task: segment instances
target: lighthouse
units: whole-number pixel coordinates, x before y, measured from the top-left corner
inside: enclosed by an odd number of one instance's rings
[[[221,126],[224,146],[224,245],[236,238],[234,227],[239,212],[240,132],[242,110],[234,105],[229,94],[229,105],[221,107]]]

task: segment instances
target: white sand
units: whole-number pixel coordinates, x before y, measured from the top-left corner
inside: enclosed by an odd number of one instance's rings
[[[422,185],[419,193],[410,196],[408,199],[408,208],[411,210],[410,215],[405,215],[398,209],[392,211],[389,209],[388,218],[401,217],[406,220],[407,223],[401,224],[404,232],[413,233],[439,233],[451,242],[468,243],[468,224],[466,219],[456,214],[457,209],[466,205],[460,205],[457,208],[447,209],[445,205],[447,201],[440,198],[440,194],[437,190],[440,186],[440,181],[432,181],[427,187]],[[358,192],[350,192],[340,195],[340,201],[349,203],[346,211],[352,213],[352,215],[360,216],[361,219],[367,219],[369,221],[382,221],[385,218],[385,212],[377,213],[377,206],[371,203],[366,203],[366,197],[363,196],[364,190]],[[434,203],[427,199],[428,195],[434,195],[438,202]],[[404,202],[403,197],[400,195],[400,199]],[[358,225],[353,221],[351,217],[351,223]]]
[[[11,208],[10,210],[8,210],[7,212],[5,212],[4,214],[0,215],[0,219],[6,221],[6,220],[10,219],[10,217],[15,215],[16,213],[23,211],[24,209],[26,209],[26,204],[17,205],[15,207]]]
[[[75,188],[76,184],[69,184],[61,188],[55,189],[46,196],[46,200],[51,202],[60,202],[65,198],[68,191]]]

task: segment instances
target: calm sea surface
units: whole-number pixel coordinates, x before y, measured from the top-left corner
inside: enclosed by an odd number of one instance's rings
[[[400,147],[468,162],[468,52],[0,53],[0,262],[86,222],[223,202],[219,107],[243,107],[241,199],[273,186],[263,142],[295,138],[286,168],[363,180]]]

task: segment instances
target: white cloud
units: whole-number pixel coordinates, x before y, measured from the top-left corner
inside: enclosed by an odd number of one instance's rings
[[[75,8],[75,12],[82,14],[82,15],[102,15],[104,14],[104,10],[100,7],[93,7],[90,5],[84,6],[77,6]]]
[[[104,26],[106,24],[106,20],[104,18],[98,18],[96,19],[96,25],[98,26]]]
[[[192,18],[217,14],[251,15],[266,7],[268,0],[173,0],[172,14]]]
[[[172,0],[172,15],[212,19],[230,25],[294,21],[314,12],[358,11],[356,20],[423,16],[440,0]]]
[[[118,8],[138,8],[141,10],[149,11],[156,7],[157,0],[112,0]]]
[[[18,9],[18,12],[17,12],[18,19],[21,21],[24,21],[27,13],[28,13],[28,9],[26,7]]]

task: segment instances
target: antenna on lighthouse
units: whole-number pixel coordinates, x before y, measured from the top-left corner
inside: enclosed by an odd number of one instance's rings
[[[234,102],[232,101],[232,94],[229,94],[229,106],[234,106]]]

· · · · ·

▶ [About this exercise] Restate each of the records exactly, leaving nothing out.

▶ [Task result]
task: segment instances
target: lighthouse
units: whole-number pixel coordinates, x before y, measured from the top-left corner
inside: enclosed by an odd number of one instance's rings
[[[221,126],[224,146],[224,245],[236,238],[234,227],[239,212],[240,132],[242,110],[234,105],[229,94],[229,105],[221,107]]]

task: segment instances
target: white sand
units: whole-number pixel coordinates, x before y, measured from the top-left corner
inside: enclosed by an odd number of one instance's rings
[[[422,185],[419,193],[410,196],[408,199],[408,208],[411,210],[410,215],[405,215],[398,209],[392,211],[389,209],[388,218],[401,217],[406,220],[407,223],[401,224],[404,232],[413,233],[439,233],[451,242],[468,243],[468,224],[466,219],[456,214],[457,209],[466,205],[460,205],[457,208],[447,209],[445,205],[447,201],[440,198],[440,194],[437,190],[440,186],[440,181],[432,181],[427,187]],[[358,192],[350,192],[340,195],[340,201],[349,203],[346,211],[352,213],[352,215],[360,216],[361,219],[367,219],[369,221],[382,221],[385,218],[385,212],[377,213],[377,206],[371,203],[366,203],[366,197],[363,196],[364,190]],[[434,203],[427,199],[428,195],[434,195],[438,202]],[[404,202],[403,197],[400,195],[400,199]],[[358,225],[353,221],[351,217],[351,223]]]
[[[11,208],[10,210],[8,210],[7,212],[5,212],[4,214],[0,215],[0,219],[6,221],[6,220],[10,219],[10,217],[15,215],[16,213],[23,211],[24,209],[26,209],[26,204],[17,205],[15,207]]]
[[[75,188],[76,184],[69,184],[61,188],[55,189],[46,196],[46,200],[51,202],[60,202],[65,198],[68,191]]]

task: segment instances
target: calm sea surface
units: whole-number pixel coordinates, x before y, measured from the top-left corner
inside: enclosed by an odd number of one instance's rings
[[[400,147],[468,162],[468,52],[0,53],[0,262],[86,222],[223,202],[219,107],[243,107],[241,199],[273,186],[263,142],[295,138],[286,168],[363,180]]]

task: segment instances
target: white cloud
units: whole-number pixel coordinates, x before y, measured from the top-left corner
inside: enclosed by an odd number of one instance's rings
[[[75,8],[75,12],[82,14],[82,15],[102,15],[104,14],[104,10],[100,7],[93,7],[90,5],[84,6],[77,6]]]
[[[104,26],[106,24],[106,20],[104,18],[98,18],[96,19],[96,25],[98,26]]]
[[[192,18],[217,14],[251,15],[266,7],[268,0],[173,0],[172,14]]]
[[[172,0],[172,15],[212,19],[230,25],[294,21],[314,12],[358,11],[356,20],[423,16],[440,0]]]
[[[118,8],[138,8],[141,10],[149,11],[156,7],[157,0],[112,0]]]
[[[18,9],[18,12],[17,12],[18,19],[21,21],[24,21],[27,13],[28,13],[28,9],[26,7]]]

task: segment instances
target: antenna on lighthouse
units: whole-number pixel coordinates, x before y, measured from the top-left corner
inside: enclosed by an odd number of one instance's rings
[[[234,102],[232,101],[232,94],[229,94],[229,106],[234,106]]]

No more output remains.